_Фрагмент_.
-------------------------

5. Мгновение
5. Мгновение
Замечательно, что в знаменитом тексте, где мы находим одновременно отзвук античной традиции и предчувствие некоторых современных установок (я имею в виду «Прогулки одинокого мечтателя»), мы понимаем, что для Руссо существовала тесная связь между его космическим восторгом и преобразованием его внутренней установки по отношению ко времени. С одной стороны, «все отдельные предметы ускользают тогда от него; он видит и чувствует себя во всем» 63). С другой стороны, «время — ничто [для него] <…> и настоящее все длится, не давая, однако, чувствовать своей длительности и не храня на себе следов смены дней, не вызывая никакого чувства лишения или радости, удовольствия или страдания, желания или страха, наполняя всю душу единственным чувством того, что мы существуем…» б4) Таким образом, Руссо прекрасно анализирует элементы, составляющие и делающие возможным бескорыстное восприятие мира. Речь идет о сосредоточении на настоящем мгновении, в котором для ума нет, в некотором роде, ни будущего, ни прошлого, а есть простое «чувство существования». Речь, однако, не идет о замыкании на себе; напротив, чувство существования неразрывно с чувством бытия во всем и чувством существования всего.

-------------------------

_Записи_.
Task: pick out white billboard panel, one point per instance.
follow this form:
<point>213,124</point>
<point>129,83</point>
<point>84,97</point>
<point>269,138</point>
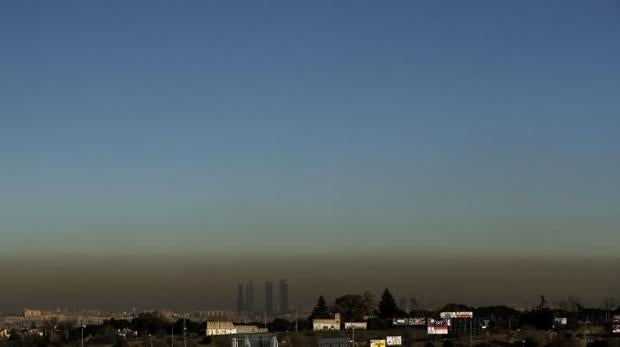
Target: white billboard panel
<point>355,325</point>
<point>437,326</point>
<point>377,343</point>
<point>394,340</point>
<point>455,315</point>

-------------------------

_Задания_.
1 – С чем, согласно фрагменту о Руссо, неразрывно чувство существования?
2 – Напишите следующий абзац фрагмента о Руссо и переживании мгновения, продолжив мысль после его последнего предложения.
Список здесь не понадобится.

_Ответы_.
1 – С чувством бытия во всем и чувством существования всего.

2 –
Все это у Руссо является пассивным состоянием, почти мистическим. Но у древних это преобразование взгляда, устремленного на мир, оказывается связанным с упражнениями сосредоточения ума на настоящем моменте 65). Как в стоицизме, так и в эпикуреизме эти упражнения заключаются в том, чтобы «отделиться от будущего и прошлого», «отграничить настоящий момент» 66). Такое внутреннее отрешение, свобода и спокойствие ума, освобожденного от веса и предрассудков прошлого, как и от забот о будущем, необходимы, чтобы воспринимать мир в качестве мира. Впрочем, здесь есть определенная взаимная причинность. Ибо осознание отношения к миру предоставит, в свою очередь, уму мир и внутреннюю безмятежность в той мере, в какой наше существование будет вновь помещено в космическую перспективу.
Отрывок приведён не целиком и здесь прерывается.